Dataset excerpt
------------------------------------------------------------
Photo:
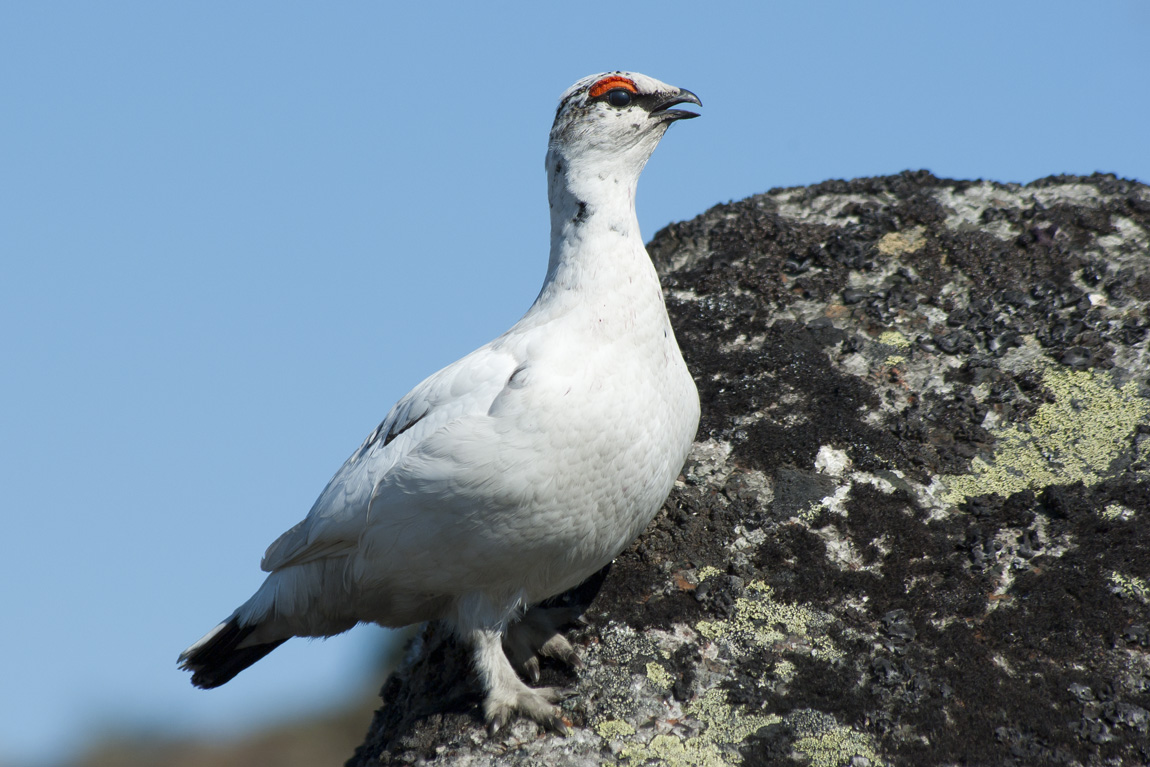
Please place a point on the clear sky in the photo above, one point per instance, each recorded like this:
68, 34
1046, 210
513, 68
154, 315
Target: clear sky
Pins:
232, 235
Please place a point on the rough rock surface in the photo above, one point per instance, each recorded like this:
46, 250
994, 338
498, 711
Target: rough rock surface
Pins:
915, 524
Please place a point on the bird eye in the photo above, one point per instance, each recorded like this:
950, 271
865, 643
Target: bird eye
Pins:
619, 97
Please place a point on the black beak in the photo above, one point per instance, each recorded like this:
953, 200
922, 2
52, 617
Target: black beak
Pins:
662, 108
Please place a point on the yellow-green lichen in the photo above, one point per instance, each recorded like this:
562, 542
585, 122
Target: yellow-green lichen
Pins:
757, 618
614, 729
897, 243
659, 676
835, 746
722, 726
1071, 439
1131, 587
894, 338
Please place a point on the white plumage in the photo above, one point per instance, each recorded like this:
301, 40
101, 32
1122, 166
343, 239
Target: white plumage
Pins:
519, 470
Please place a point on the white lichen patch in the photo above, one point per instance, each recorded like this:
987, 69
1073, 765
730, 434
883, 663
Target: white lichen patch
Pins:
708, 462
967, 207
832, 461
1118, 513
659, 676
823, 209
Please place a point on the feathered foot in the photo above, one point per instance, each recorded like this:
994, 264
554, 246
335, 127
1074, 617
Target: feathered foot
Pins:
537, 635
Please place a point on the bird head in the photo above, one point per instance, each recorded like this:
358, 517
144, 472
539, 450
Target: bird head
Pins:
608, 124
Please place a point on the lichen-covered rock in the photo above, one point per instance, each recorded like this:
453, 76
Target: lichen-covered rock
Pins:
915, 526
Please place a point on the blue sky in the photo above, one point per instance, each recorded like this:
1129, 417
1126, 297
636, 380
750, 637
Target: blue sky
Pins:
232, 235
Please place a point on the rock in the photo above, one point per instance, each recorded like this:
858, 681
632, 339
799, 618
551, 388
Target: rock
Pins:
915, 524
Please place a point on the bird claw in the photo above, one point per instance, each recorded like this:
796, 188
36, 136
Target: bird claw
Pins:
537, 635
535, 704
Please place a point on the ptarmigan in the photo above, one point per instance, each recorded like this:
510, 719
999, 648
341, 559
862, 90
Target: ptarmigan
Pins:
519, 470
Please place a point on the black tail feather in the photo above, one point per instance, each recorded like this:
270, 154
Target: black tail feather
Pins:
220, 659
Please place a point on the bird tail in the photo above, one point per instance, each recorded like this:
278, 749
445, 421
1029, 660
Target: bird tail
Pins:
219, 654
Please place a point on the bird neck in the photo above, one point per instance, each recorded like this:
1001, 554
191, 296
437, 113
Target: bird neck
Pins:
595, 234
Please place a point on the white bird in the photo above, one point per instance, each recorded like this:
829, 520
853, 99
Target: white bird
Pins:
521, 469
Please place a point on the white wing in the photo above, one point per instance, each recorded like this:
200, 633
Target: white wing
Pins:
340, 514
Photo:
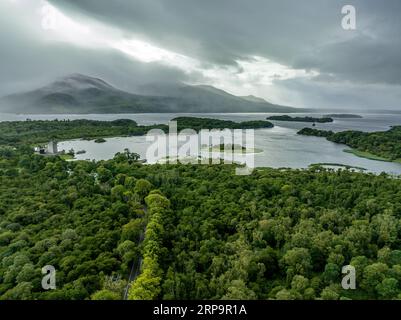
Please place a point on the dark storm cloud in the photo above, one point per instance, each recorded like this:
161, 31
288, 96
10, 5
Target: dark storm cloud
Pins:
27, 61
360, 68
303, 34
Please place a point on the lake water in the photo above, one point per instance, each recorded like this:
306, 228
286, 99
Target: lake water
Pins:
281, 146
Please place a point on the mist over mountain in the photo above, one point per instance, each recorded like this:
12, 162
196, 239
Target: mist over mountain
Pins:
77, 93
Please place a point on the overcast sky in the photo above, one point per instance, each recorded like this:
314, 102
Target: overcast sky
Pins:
------------------------------------------------------------
Written problem — Return every line of the material above verbatim, but omit the pictures.

Solution for this problem —
Photo:
Please place a point on the clear sky in the photo above, one point per instance, each recorded like this:
68, 34
1046, 210
513, 68
154, 315
Target: clear sky
Pins:
232, 235
Please place a point on the rough rock surface in the photo above, one point per instance, each recorded like this:
46, 250
994, 338
498, 711
Target: rough rock surface
Pins:
915, 524
Please place a point on the bird eye in the photo above, one point per instance, each recorded like this:
950, 271
865, 643
Target: bird eye
Pins:
619, 97
Please place a point on the black beak in the photo above, one point per instance, each recorded like this:
953, 200
922, 2
52, 617
Target: black beak
Pins:
662, 108
Please place a point on the yellow-green lichen in the photo above, one point per instance, each recorded like this:
562, 542
585, 122
Target: yellow-green lichen
Pins:
757, 618
614, 729
897, 243
659, 676
835, 746
722, 726
1071, 439
1131, 587
894, 338
Please place a point on the white plumage in the photo above, one point per instance, each recorded like this:
301, 40
101, 32
1122, 166
343, 239
Target: white plumage
Pins:
519, 470
Please place a point on the white lichen patch in the photo above, one point per instance, each recorded like this:
987, 69
1073, 765
730, 434
883, 663
Target: white lichen patch
Pins:
708, 462
967, 207
832, 461
1118, 513
659, 676
823, 209
Please place a point on the feathered foot in the photo above, one point per instance, each recorded like this:
994, 264
554, 246
335, 127
1074, 617
Target: feathered foot
Pins:
537, 635
Please place a point on the bird head in the photo above, one point per instance, each recorded like this:
358, 517
144, 472
539, 450
Target: bird head
Pins:
608, 124
Please place a point on the lichen-covered rock in the photo above, one point per instance, each recorded like this:
453, 76
Target: lichen-covered rock
Pins:
915, 526
Please place a point on the blue sky in the photo above, one point per instance, each recorded like this:
1129, 417
1126, 297
636, 380
750, 637
Target: blue sky
Pins:
232, 235
Please place a point on the rock in the photo above, one point per instance, each recorded like this:
858, 681
632, 339
799, 618
551, 388
Target: rock
Pins:
915, 524
Please place a point on the bird claw in the photo above, one point per instance, each recorded like this:
796, 188
36, 136
Target: bird claw
Pins:
537, 635
535, 704
Please place a point on the ptarmigan in the photo above, one point per instance, each recorded like this:
510, 719
999, 648
341, 559
862, 90
Target: ptarmigan
Pins:
519, 470
Please place a point on the black tail feather in the photo above, one point per instance, each recorded like this:
270, 154
Target: black tail feather
Pins:
220, 659
Please place a point on the bird tail in the photo above, one point per instance, each recorded like this:
278, 749
445, 421
1029, 660
Target: bird tail
Pins:
219, 654
Please place a point on the bird neck in the photo above, one point per instance, each recorded like this:
1001, 554
191, 296
437, 113
Target: bird neck
Pins:
595, 234
Please place a point on the white bird in the photo above, one point per instance, each recorded like this:
829, 520
853, 99
Target: white bird
Pins:
521, 469
Please place a point on the white wing in the photo above, one point per instance, each recorded like this:
200, 633
Target: white wing
Pins:
340, 514
Photo:
Please place a point on the dark storm cloud in the photo above, one point per instance, each recorded like this:
161, 31
288, 96
10, 5
Target: dark storm cloud
Pins:
27, 61
360, 68
303, 34
Please place a point on the lake water in the photo above, one point per instance, each recorded like this:
306, 228
286, 99
Target: lake water
Pins:
281, 146
Please place a point on the mist over mountain in the photo above, one point per instance, each recorded like this:
12, 162
196, 239
Target: mist over mountain
Pins:
77, 93
Please place a point on the overcast sky in the photo above, one point per instance, each recorded like this:
314, 102
Target: overcast sky
Pins:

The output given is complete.